Pointing entries for labeled objects:
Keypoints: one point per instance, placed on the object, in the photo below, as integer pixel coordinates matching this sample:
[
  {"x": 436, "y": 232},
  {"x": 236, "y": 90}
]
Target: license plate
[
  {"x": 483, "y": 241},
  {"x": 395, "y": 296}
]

■ Aim of the exercise
Quote the data above word for word, line by line.

■ Task response
Keypoints: one point per instance, placed on the object, in the photo below, as integer pixel coordinates matching this sample:
[
  {"x": 436, "y": 232},
  {"x": 236, "y": 90}
]
Target: license plate
[
  {"x": 483, "y": 241},
  {"x": 395, "y": 296}
]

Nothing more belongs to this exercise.